_Text excerpt_:
--------
The fact that some countries have progressed faster than others in key issues of culture and technology does not indicate that some were superior to others, but it did support a paradigm of domination that is still in force.
Paradoxically, those in the West who say they do not believe in liberal democracy demand free elections, parliaments, judicial institutions, and better governments. In no case do they aspire to the establishment of cantons, caliphates, theocracies, kingdoms, dynasties, or empires in their countries.
They, the unbelievers, do not defend monarchies, they detest dictatorships and long for a social coexistence free from violence and impositions.
They all want to live in a climate of social justice governed by the rule of law, advanced constitutions, popular participation, periodic and honest elections, and rulers who can be reinstated and recalled.
Faced with the dilemma of answering the question of what those who do not believe in democracy believe in, I conclude that such people, involved in a fascinating and contradictory dialectical process, not only believe but defend what they say they do not believe. It is surreal.
--------
_Records shown_:
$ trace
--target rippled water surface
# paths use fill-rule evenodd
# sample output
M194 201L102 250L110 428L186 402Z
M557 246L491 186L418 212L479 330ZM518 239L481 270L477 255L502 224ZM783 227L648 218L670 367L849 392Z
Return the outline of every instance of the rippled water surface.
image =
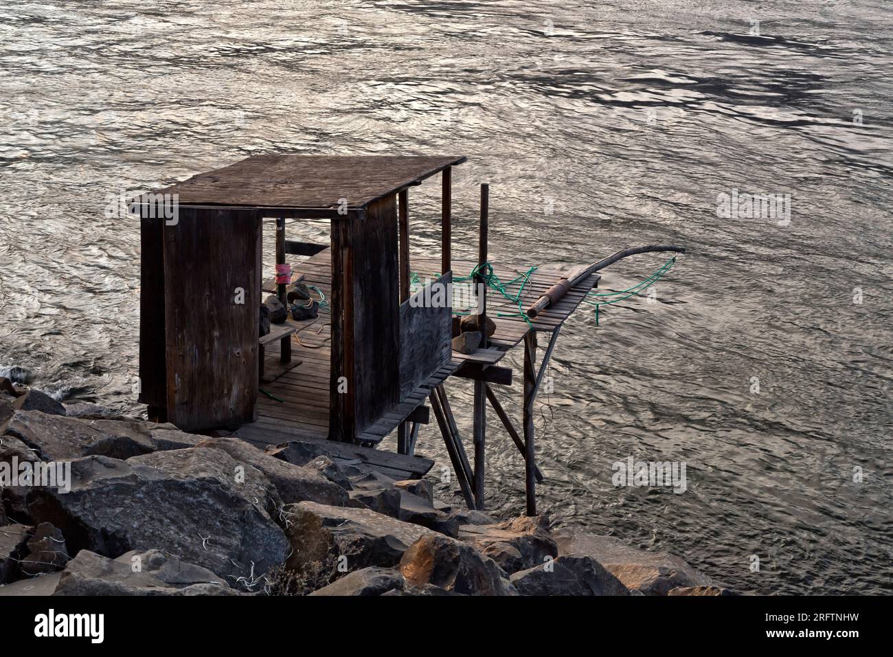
--------
_Set task A_:
In the text on democracy, what do people in the West who say they do not believe in liberal democracy demand?
_Set task B_:
List every form of rule that, according to the text on democracy, these people never aspire to establish in their countries.
_Set task C_:
Pick up the text on democracy after its final sentence and carry its argument forward in a paragraph or two.

_Written reply A_:
They demand free elections, parliaments, judicial institutions, and better governments.

_Written reply B_:
cantons, caliphates, theocracies, kingdoms, dynasties, empires

_Written reply C_:
In this case, tension is expressed between the understanding of the phenomenon on a social scale and concrete events that occur when, once the regime based on popular sovereignty, suffrage, and law is established, the democratic path zigzags, retreats, sometimes violently, and lets fall on societies and people a fog that does not allow us to see the horizon. This state of calamity can last for decades.
When democratic procedures have been distorted, recovery takes place over more or less prolonged periods in which executive forms of government can be established in which authentic popular leaders head legitimate revolutions to reestablish democracy. Those who do not believe in it may know what they are looking for; I don’t. See you there.